Aaron, 26, ends his career as the only Skate America men’s winner not to compete in an Olympics. He is one of three U.S. men’s champions in the last 55 years not to compete in an Olympics, along with Ryan Bradley and Rudy Galindo.

“Of course, becoming an Olympian, or having an Olympic medal would have been great to say, ride off on my white horse, but having the ability to say that I have no regrets in my entire career of figure skating, for me that is my gold medal,” Aaron said Thursday night.

Aaron, a former top USA Hockey developmental player, also figure skated growing up to help with his skating skills as one of the smaller players on his team.

He stopped playing hockey at 16 due to a broken vertebra but continued full-time with figure skating. By 2012, Aaron considered quitting figure skating after placing eighth at nationals (one year after being U.S. junior champion) and being told he wasn’t artistic enough.

But Aaron kept with it and completed a remarkable bounce back the next year, winning the U.S. title and setting himself up as a favorite to make the 2014 Olympic team.

But Aaron ended up third at the 2014 U.S. Championships. The two Sochi Olympic spots went to Jeremy Abbott and Jason Brown.

Aaron continued, becoming the first U.S. man to win Skate America in six years in 2015 and topping the short program at the 2016 U.S. Championships before ultimately finishing second to Adam Rippon.

EXERCISE DIRECTIONS — In the passage on Aaron's skating career, at what age did Aaron stop playing hockey? None of the material is needed here.

Collection entries

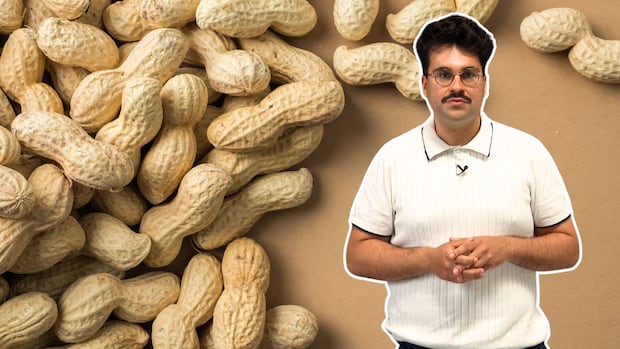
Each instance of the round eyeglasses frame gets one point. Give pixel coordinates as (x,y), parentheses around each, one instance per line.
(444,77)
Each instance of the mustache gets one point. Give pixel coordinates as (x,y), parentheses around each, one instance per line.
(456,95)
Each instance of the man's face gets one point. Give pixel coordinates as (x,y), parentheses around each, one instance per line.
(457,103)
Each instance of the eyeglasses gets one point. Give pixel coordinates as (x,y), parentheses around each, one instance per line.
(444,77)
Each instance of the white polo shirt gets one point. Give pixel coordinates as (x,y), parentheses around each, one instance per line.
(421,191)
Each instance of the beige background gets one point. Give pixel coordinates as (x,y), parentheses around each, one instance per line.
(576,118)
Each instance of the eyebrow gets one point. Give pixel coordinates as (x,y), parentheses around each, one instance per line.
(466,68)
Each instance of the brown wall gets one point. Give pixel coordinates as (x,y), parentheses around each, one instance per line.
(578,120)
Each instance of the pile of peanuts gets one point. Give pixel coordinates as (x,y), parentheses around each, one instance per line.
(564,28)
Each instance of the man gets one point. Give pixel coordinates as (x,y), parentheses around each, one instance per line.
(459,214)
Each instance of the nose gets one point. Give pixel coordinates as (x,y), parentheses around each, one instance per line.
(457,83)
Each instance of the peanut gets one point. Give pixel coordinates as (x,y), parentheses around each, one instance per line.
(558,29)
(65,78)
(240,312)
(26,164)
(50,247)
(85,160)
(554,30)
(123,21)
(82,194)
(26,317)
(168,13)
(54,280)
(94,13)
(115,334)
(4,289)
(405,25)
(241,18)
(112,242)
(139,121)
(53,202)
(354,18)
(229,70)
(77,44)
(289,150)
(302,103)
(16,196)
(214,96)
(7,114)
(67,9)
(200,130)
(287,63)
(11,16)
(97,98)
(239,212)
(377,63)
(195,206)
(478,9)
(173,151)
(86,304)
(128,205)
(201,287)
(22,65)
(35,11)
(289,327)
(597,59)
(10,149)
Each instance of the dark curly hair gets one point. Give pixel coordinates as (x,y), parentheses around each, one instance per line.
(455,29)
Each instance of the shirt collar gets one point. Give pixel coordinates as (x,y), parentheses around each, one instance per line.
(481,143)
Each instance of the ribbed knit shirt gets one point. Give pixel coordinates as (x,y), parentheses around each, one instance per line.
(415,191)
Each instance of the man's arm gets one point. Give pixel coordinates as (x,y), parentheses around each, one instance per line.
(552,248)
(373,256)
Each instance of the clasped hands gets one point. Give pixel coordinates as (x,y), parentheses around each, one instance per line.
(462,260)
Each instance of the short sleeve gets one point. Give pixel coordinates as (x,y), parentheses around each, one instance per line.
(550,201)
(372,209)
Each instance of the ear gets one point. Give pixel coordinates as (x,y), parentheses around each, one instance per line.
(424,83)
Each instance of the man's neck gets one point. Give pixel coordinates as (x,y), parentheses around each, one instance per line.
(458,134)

COMPLETED TASK — He stopped playing hockey at 16.